Exercícios a resolver
[1] Indique todos os artigos do Código de Processo Civil mencionados no parágrafo do excerto sobre a audiência prévia que começa por "Defende o apelante".
[2] Diga se cada afirmação está de acordo com o excerto sobre a audiência prévia, citando as palavras decisivas: (a) O tribunal subscreve o entendimento do apelante. (b) A realização da audiência prévia é forçosa. (c) A decisão de realização da audiência prévia é um ato de gestão processual.
[3] Reescreva o excerto sobre a audiência prévia desde "A audiência prévia é" até "Almedina, pág. 484.", inclusive, substituindo "advogados" por "mandatários".

Defende o apelante, sumariamente, que é obrigatória a realização de audiência prévia sempre que o tribunal pretenda conhecer do mérito da causa nos termos da al. b) do n.º 1 do art. 595.º do Cód. Proc. Civil, não podendo nesses casos ser dispensada a realização da audiência prévia, designadamente, ao abrigo do disposto no art. 593.º do Cód. Proc. Civil. E, com tais fundamentos, invoca a nulidade da decisão recorrida alegando que não foi dado cumprimento ao disposto no art.º 3 e no art. 593.º do Cód. Proc. Civil, não podendo ser dispensada a realização da audiência prévia com fundamento nos arts. 6.º e 547.º do Cód. Proc. Civil, como fez o tribunal a quo.

Não subscrevemos este entendimento.

Da leitura conjugada dos arts. 591.º a 593.º e 595.º do Cód. Proc. Civil o que resulta é que o legislador, considerando que a realização da audiência prévia traz inegáveis benefícios ao processo, consagrou como regra a sua realização, emergindo da análise conjugada das referidas disposições legais e soluções jurídicas nelas consagradas que a decisão de realização da audiência prévia constitui um ato de gestão processual, cabendo desde logo ao juiz, em primeiro lugar, aferir da necessidade e adequação da sua realização e conferindo ainda às partes «(…) o direito potestativo de provocarem o seu agendamento (art. 593.º, n.º 3), tendo nisso interesse (em agir), numa expressão dos princípios dispositivo e do contraditório (art. 3.º).

A audiência prévia é hoje um ato de gestão processual, concedendo-se a quem está em condições de compreender se é adequada ao caso concreto o poder de decidir da sua realização. Não se trata, no entanto, de aceitar um individualismo autocrático do juiz; trata-se de lhe conceder um elevado grau de autonomia na gestão do processo, numa permanente interação com os advogados. (…) A realização da audiência prévia está longe de ser forçosa. No entanto, este ato processual faz parte da infraestrutura do processo comum de declaração, integrando a sua realização o modelo a seguir (preferencialmente) em casa processo individual. (…)» – cfr. Paulo Ramos de Faria e Ana Luísa Loureiro, Primeiras Notas ao Código de Processo Civil – Os Artigos da Reforma, 2013, Vol. I, Almedina, pág. 484.

Dados fornecidos
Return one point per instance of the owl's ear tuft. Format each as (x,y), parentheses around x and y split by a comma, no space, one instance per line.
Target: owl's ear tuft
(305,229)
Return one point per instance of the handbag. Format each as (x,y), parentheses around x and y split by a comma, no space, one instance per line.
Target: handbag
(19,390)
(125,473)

* * *

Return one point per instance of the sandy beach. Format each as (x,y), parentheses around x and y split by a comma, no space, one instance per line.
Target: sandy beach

Soluções
[1] 595.º, 593.º, 3.º, 6.º, 547.º

[2]
(a) Não: "Não subscrevemos este entendimento."
(b) Não: "A realização da audiência prévia está longe de ser forçosa."
(c) Sim: "a decisão de realização da audiência prévia constitui um ato de gestão processual"

[3]
A audiência prévia é hoje um ato de gestão processual, concedendo-se a quem está em condições de compreender se é adequada ao caso concreto o poder de decidir da sua realização. Não se trata, no entanto, de aceitar um individualismo autocrático do juiz; trata-se de lhe conceder um elevado grau de autonomia na gestão do processo, numa permanente interação com os mandatários. (…) A realização da audiência prévia está longe de ser forçosa. No entanto, este ato processual faz parte da infraestrutura do processo comum de declaração, integrando a sua realização o modelo a seguir (preferencialmente) em casa processo individual. (…)» – cfr. Paulo Ramos de Faria e Ana Luísa Loureiro, Primeiras Notas ao Código de Processo Civil – Os Artigos da Reforma, 2013, Vol. I, Almedina, pág. 484.